Mina Fabelreich ist Dichterin und Geschichtenerzählerin aus Leidenschaft und hofft darauf, eines Tages in Fernab, jener Stadt in Phantopien, in der die letzte Magie des Landes zu Hause ist, auftreten zu können. Zu ihrer Freude erhält sie tatsächlich eine Einladung zum Dichterwettstreit, den Königin Malwine Wüstenherz ausrichtet. Lediglich finden muss sie die Stadt, die für alle Fremden unsichtbar ist. Der jungen Frau wird bald klar, dass sie ihr Ziel nur in Begleitung von Schatzsucher Finn Minengräber, der seine eigenen Träume hat, gelangen kann und macht sich gemeinsam mit ihm auf den Weg. Werden sich in Fernab die Wünsche der beiden erfüllen?


„Die letzte Dichterin“ von Katharina Seck ist eine fantastische Geschichte, die einen durch die Schilderung aus wechselnden Blickpunkten von Anfang an in das Geschehen einbindet, obwohl sie im Großen und Ganzen eher mit leisen Tönen daherkommt und erst im letzten Drittel mit überraschenden, lebhaften und intensiven Szenen aufwartet.

Die Autorin beweist mit ihrer Idee eines Phantopiens, dem die Magie verloren geht, Kreativität. Die Veranschaulichung einer Welt und ihrer Bewohner, zeugt von Vielfalt, hätte allerdings durchaus ab und an umfassender gestaltet werden können. Es ist jedoch eine Freude, der detaillierten, bildintensiven und stimmungsvollen Erzählweise zu folgen, die sich in einem poetischen und atmosphärischen Rahmen nicht nur ihrer Heldin Minna widmet.
■ ■ ■ ■
▶ **AUFGABEN**:
• A. Schreib aus der Buchbesprechung wortgetreu den Abschnitt ab, der mit „Die Autorin beweist“ einsetzt und mit „Heldin Minna widmet.“ schließt.
• B. Beantworte anhand der Buchbesprechung:
(i) Wer richtet den Dichterwettstreit aus?
(ii) Mit wem macht sich die Dichterin auf den Weg nach Fernab?
(iii) In welchem Teil der Geschichte folgen überraschende, lebhafte und intensive Szenen?
Die Einträge spielen hierfür keine Rolle.

▶ **BEREITGESTELLTE EINTRÄGE**:
■ ■ ■ ■
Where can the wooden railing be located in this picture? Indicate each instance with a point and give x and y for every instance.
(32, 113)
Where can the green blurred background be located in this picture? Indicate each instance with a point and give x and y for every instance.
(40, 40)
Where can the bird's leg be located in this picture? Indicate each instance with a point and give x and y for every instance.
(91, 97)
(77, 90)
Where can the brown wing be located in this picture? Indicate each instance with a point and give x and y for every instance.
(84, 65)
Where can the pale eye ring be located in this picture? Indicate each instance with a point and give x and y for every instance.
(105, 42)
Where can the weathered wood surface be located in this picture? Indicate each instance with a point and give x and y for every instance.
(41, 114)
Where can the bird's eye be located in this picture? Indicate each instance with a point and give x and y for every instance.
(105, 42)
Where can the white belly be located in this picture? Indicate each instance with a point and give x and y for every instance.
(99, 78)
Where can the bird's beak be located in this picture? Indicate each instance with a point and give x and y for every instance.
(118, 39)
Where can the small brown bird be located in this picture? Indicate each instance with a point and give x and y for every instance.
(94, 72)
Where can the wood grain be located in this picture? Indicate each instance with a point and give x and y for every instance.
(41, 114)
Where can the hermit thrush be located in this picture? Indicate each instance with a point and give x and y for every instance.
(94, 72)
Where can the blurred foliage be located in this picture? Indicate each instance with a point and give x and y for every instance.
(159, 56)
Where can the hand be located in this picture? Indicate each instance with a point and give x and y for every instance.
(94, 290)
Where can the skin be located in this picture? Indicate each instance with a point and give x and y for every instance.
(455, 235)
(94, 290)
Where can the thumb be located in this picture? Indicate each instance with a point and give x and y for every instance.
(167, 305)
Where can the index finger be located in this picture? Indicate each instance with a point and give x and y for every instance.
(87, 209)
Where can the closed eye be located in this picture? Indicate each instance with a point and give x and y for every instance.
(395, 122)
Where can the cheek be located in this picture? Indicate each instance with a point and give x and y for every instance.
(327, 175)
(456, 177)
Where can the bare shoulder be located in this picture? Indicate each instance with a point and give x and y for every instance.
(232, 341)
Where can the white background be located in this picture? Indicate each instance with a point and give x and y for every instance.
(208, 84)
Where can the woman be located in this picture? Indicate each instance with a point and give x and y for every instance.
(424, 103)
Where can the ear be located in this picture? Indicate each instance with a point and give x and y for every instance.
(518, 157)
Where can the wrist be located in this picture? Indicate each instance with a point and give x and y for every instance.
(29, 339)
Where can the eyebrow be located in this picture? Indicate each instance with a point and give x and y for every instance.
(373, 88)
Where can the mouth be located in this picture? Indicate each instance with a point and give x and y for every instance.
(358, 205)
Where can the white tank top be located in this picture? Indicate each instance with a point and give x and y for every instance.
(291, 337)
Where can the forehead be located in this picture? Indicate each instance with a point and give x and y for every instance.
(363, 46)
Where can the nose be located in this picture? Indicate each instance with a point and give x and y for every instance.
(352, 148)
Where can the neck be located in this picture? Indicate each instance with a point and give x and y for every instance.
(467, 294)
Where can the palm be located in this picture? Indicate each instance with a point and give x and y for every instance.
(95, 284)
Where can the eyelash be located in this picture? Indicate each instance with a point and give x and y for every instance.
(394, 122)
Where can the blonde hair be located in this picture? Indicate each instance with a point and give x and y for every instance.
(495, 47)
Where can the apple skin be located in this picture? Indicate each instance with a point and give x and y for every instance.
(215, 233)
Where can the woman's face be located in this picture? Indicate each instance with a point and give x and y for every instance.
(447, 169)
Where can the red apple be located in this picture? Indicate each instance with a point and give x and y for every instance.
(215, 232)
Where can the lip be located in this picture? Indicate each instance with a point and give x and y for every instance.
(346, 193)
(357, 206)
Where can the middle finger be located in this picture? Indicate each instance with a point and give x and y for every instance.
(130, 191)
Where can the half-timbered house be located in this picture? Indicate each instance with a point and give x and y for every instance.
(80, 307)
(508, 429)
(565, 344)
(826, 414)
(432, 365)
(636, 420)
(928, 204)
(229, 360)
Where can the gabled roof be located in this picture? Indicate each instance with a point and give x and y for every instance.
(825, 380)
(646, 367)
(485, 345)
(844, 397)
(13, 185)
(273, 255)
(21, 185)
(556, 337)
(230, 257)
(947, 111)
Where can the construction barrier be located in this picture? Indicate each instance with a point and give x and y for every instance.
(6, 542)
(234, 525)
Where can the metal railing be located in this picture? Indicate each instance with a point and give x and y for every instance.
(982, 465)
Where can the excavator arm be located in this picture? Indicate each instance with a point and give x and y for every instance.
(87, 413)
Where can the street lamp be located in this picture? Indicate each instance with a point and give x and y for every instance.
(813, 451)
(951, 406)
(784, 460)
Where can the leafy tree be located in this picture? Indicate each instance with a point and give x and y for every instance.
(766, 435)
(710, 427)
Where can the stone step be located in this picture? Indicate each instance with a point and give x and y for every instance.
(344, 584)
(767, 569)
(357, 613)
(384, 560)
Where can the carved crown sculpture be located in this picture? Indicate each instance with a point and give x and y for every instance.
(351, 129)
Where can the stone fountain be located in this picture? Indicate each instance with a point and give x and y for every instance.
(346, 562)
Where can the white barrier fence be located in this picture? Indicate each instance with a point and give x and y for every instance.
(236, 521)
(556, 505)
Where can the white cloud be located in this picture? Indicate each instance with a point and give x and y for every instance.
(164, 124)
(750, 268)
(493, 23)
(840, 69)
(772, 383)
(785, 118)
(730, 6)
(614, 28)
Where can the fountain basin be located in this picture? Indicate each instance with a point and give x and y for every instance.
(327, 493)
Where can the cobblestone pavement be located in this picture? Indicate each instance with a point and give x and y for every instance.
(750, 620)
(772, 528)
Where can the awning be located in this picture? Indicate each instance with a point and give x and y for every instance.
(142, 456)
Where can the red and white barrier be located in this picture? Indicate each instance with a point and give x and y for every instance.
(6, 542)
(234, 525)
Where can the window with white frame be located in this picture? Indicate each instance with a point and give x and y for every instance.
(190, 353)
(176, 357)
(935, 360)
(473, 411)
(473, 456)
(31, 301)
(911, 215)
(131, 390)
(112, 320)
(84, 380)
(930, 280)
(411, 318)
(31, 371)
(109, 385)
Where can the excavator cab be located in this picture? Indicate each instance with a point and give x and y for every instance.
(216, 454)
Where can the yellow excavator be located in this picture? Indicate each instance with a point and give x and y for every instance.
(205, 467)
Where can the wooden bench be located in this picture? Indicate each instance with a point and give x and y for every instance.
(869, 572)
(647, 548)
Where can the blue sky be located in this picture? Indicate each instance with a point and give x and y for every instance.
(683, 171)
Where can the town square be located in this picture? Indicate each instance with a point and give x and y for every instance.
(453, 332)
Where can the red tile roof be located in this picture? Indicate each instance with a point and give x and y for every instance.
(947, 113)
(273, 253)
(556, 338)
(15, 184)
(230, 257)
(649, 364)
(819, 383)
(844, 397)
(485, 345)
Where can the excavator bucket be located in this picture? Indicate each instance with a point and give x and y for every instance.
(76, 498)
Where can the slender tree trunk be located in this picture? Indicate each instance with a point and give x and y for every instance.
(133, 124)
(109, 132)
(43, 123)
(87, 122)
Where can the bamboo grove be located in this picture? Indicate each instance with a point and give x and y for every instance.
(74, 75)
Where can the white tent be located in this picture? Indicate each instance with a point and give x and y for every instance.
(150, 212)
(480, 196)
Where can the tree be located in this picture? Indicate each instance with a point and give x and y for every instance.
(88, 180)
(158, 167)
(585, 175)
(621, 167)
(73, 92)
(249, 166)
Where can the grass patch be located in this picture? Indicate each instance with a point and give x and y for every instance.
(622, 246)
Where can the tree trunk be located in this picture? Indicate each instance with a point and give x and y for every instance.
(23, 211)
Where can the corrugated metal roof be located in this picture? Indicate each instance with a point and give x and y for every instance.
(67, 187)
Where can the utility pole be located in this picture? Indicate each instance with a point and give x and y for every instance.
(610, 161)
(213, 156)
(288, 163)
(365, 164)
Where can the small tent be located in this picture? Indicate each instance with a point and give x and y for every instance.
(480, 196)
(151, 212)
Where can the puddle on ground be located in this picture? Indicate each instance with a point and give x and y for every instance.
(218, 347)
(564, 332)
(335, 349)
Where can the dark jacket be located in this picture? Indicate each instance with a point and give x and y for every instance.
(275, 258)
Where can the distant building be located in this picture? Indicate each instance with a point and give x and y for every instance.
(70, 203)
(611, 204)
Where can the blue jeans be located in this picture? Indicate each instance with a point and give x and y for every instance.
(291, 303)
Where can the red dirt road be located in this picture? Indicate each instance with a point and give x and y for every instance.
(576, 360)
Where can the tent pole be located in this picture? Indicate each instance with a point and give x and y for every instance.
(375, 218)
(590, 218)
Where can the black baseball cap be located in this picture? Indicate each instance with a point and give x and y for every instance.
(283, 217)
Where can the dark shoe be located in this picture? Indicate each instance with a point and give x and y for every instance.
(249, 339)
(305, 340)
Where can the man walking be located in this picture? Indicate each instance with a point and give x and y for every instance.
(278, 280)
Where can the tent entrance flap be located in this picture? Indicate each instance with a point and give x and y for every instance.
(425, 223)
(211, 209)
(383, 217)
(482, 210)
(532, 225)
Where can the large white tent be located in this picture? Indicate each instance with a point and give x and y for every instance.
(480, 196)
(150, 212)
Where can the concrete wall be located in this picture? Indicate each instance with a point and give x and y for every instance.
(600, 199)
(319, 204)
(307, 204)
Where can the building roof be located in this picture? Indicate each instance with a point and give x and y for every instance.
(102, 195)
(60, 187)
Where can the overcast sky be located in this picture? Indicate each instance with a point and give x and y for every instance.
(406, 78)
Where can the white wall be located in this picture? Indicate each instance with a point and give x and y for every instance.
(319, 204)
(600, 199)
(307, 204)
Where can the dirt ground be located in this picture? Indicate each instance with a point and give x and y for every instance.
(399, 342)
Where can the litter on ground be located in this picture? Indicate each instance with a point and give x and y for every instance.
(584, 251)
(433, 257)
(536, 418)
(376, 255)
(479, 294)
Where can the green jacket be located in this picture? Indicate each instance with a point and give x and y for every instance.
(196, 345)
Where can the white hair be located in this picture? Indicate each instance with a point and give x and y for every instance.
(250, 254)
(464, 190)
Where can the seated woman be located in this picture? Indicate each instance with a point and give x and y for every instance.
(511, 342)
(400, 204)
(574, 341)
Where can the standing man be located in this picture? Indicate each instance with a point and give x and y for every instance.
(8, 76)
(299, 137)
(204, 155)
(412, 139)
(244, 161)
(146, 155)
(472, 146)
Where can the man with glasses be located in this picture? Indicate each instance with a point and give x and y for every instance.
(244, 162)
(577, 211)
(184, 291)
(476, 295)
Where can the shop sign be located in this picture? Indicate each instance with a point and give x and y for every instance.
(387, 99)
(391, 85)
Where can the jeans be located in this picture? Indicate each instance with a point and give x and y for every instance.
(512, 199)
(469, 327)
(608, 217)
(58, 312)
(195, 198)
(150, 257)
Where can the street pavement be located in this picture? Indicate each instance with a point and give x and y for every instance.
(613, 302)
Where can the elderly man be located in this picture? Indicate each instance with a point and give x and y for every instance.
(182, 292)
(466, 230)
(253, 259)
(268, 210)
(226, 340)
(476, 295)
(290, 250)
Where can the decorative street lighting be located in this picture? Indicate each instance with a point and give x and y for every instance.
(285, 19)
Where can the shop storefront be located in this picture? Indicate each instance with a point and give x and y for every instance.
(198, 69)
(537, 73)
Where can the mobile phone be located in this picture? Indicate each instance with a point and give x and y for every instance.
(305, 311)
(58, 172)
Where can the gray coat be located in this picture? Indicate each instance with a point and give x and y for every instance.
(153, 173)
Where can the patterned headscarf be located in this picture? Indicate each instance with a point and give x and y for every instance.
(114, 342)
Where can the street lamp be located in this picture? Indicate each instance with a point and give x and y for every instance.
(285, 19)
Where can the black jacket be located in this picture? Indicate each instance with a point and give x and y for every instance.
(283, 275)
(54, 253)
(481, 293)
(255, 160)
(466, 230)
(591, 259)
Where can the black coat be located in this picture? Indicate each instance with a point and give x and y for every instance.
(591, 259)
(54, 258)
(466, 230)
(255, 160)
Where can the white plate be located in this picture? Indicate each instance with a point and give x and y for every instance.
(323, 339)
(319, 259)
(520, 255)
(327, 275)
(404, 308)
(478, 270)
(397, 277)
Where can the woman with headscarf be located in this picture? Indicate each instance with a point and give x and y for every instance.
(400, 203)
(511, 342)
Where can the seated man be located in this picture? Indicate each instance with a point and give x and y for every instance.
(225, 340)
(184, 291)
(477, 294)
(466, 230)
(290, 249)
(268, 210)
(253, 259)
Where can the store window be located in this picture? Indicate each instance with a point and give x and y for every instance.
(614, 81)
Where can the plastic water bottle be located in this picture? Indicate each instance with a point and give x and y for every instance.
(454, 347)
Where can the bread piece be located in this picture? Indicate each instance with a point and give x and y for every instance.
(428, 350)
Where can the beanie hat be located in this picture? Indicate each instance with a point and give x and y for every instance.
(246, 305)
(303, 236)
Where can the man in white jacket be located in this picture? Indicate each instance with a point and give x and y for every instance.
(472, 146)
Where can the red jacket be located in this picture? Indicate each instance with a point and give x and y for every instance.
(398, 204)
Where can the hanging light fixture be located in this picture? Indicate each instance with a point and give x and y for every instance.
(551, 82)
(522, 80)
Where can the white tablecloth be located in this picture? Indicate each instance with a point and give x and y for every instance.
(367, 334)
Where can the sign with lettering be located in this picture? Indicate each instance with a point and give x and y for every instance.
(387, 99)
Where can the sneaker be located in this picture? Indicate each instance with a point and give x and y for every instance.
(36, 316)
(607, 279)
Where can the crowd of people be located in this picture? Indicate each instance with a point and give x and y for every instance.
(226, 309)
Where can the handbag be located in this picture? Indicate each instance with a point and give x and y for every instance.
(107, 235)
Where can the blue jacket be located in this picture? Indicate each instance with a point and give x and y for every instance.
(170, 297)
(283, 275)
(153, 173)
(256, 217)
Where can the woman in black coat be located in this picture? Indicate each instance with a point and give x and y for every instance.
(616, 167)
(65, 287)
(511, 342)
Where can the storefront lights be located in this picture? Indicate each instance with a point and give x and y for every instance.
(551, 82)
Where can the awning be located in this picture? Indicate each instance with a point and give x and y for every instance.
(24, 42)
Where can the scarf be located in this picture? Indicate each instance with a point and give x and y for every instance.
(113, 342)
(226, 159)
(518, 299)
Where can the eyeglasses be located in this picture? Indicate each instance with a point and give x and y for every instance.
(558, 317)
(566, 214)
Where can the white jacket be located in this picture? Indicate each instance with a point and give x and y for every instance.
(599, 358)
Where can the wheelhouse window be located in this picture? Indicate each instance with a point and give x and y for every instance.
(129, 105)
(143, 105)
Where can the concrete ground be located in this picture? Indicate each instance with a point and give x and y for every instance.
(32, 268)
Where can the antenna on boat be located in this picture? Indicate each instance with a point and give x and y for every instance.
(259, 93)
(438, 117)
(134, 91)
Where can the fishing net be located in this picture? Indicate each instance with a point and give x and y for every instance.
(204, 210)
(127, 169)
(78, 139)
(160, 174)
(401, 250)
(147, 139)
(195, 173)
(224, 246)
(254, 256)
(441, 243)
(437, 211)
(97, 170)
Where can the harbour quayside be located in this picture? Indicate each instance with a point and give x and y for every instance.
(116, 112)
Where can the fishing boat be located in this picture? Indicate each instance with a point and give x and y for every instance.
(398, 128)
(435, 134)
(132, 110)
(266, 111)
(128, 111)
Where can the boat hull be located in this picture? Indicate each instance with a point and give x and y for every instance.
■ ■ ■ ■
▶ **ANTWORTEN JE AUFGABE**:
• A.
Die Autorin beweist mit ihrer Idee eines Phantopiens, dem die Magie verloren geht, Kreativität. Die Veranschaulichung einer Welt und ihrer Bewohner, zeugt von Vielfalt, hätte allerdings durchaus ab und an umfassender gestaltet werden können. Es ist jedoch eine Freude, der detaillierten, bildintensiven und stimmungsvollen Erzählweise zu folgen, die sich in einem poetischen und atmosphärischen Rahmen nicht nur ihrer Heldin Minna widmet.

• B.
(i) Königin Malwine Wüstenherz
(ii) Mit dem Schatzsucher Finn Minengräber
(iii) Im letzten Drittel